╭─ Material to process
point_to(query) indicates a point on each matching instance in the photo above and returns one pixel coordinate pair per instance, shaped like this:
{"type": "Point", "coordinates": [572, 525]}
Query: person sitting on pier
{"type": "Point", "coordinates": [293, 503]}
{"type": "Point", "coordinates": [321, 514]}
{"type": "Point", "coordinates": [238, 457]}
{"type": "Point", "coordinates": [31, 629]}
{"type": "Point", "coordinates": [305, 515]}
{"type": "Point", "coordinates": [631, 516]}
╰─
◆ **Work request**: Could you restate every entry above word for word?

◆ **Result of this exercise**:
point_to(query) indicates a point on each matching instance in the photo above and returns one pixel coordinate pair per instance, shaped like this:
{"type": "Point", "coordinates": [572, 525]}
Query: person sitting on pier
{"type": "Point", "coordinates": [293, 503]}
{"type": "Point", "coordinates": [321, 514]}
{"type": "Point", "coordinates": [238, 457]}
{"type": "Point", "coordinates": [31, 629]}
{"type": "Point", "coordinates": [305, 515]}
{"type": "Point", "coordinates": [631, 516]}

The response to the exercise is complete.